Copy the data starting at the line that contains "Where can the lower" and ending at the line that contains "Where can the nose", both lines included, with the requests kept in. Multiply each coordinate in the answers by 0.8 and round to whole numbers, with halves rounded up.

── RECORDS SUPPLIED

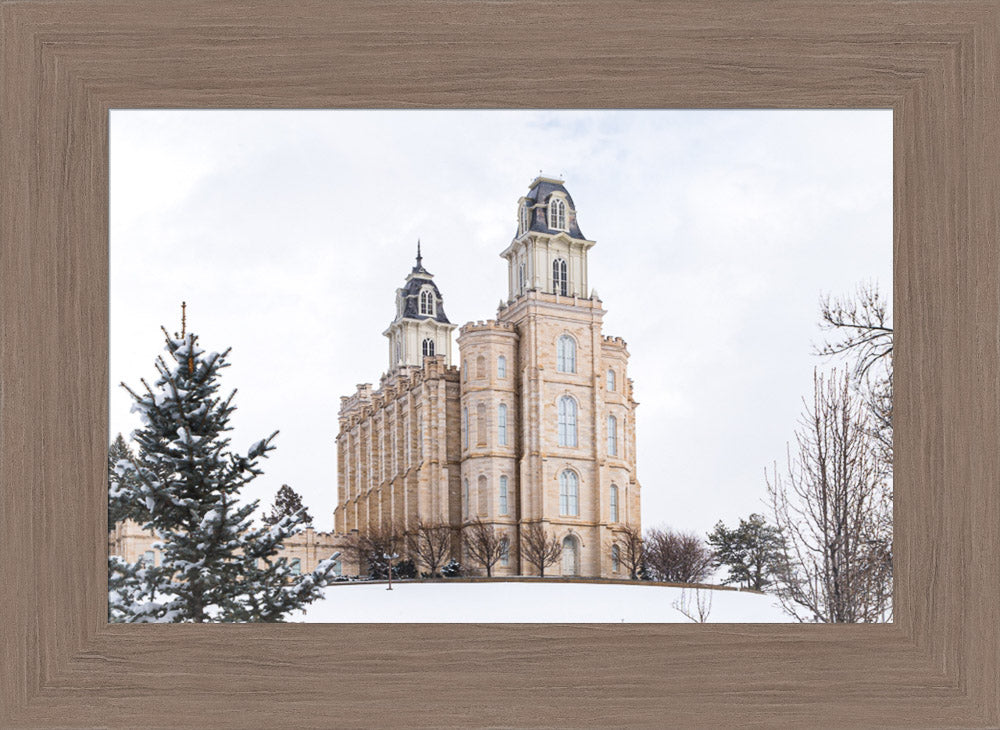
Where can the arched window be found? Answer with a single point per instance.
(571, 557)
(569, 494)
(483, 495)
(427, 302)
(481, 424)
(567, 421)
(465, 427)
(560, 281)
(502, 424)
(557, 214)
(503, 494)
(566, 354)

────
── RECORDS SUPPLIED

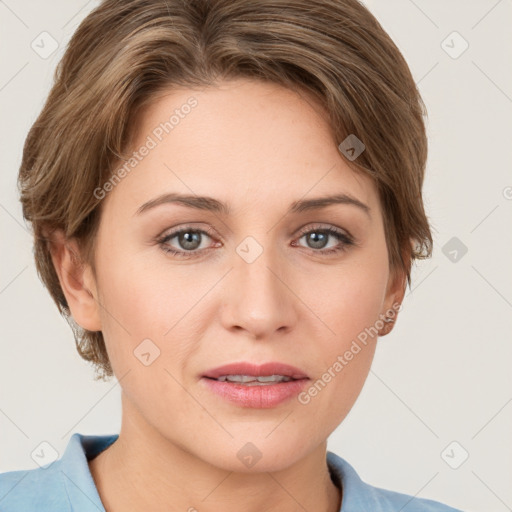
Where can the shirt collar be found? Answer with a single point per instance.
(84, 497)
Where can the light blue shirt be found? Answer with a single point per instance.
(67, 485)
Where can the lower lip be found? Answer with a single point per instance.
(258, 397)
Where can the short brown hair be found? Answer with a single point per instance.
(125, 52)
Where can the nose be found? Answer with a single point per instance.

────

__THE RESPONSE__
Where can the lower lip be found? Answer with a single point per instance.
(206, 318)
Where can the short brown hair be found? Answer with a single point per instance.
(100, 42)
Where can the nose be found? Answer with a single point per instance.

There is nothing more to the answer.